* Start Given passage *

0438. Find All Anagrams in a String

438. Find All Anagrams in a String #

Problem #

Given a string s and a non-empty string p, find all the start indices of p’s anagrams in s.

Strings consists of lowercase English letters only and the length of both strings s and p will not be larger than 20,100.

The order of output does not matter.

Example 1:


Input:
s: "cbaebabacd" p: "abc"

Output:
[0, 6]

Explanation:
The substring with start index = 0 is "cba", which is an anagram of "abc".
The substring with start index = 6 is "bac", which is an anagram of "abc".

Example 2:


Input:
s: "abab" p: "ab"

Output:
[0, 1, 2]

Explanation:
The substring with start index = 0 is "ab", which is an anagram of "ab".
The substring with start index = 1 is "ba", which is an anagram of "ab".
The substring with start index = 2 is "ab", which is an anagram of "ab".

Problem Summary #

Given a string s and a non-empty string p, find all substrings in s that are Anagrams of p, and return the starting indices of these substrings. Anagrams means having exactly the same characters as a string, just in a different arrangement.

* End Given passage *

▸ Exercises
A - In the anagram problem, what is the largest length that strings s and p can have?
B - Return everything in the anagram problem from "0438. Find All" down to "does not matter.".

* Start Extracted records *

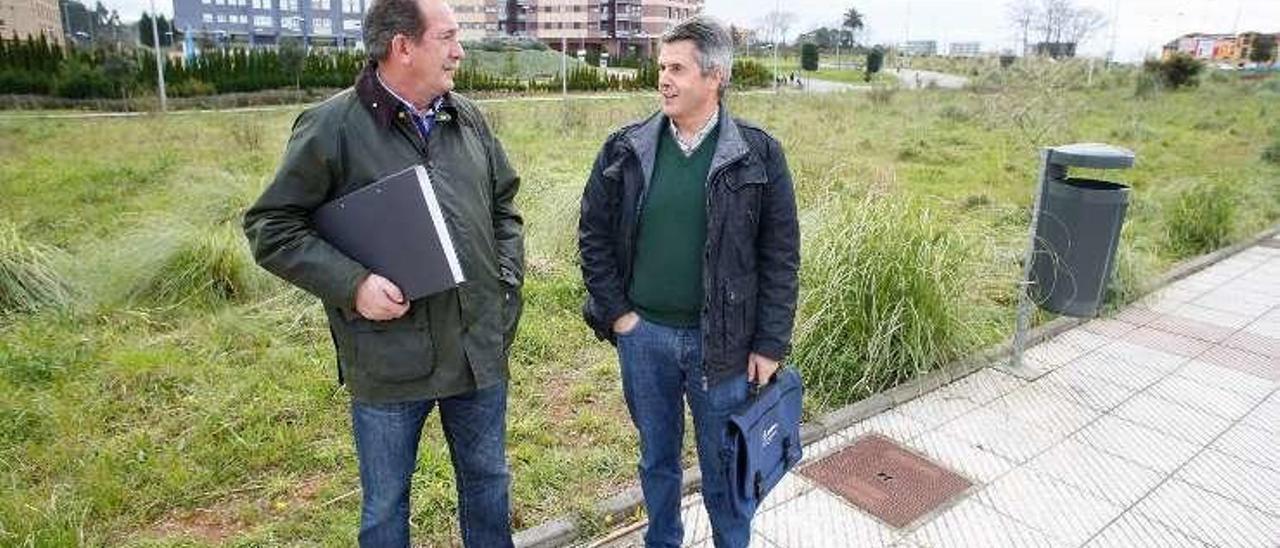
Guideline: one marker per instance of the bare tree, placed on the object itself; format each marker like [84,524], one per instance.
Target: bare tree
[1023,14]
[1083,23]
[776,26]
[1054,21]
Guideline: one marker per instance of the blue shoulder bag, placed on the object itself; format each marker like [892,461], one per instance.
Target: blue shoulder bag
[763,441]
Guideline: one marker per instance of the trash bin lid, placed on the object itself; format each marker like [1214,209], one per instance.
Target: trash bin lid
[1092,155]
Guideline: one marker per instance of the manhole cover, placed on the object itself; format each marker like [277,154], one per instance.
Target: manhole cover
[878,475]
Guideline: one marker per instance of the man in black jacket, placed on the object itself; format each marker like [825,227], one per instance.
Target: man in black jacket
[690,254]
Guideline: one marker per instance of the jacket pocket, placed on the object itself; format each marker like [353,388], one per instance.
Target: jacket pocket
[396,350]
[739,314]
[513,306]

* End Extracted records *

▸ Written answers
A - Neither string will be longer than 20,100.

B -
0438. Find All Anagrams in a String

438. Find All Anagrams in a String #

Problem #

Given a string s and a non-empty string p, find all the start indices of p’s anagrams in s.

Strings consists of lowercase English letters only and the length of both strings s and p will not be larger than 20,100.

The order of output does not matter.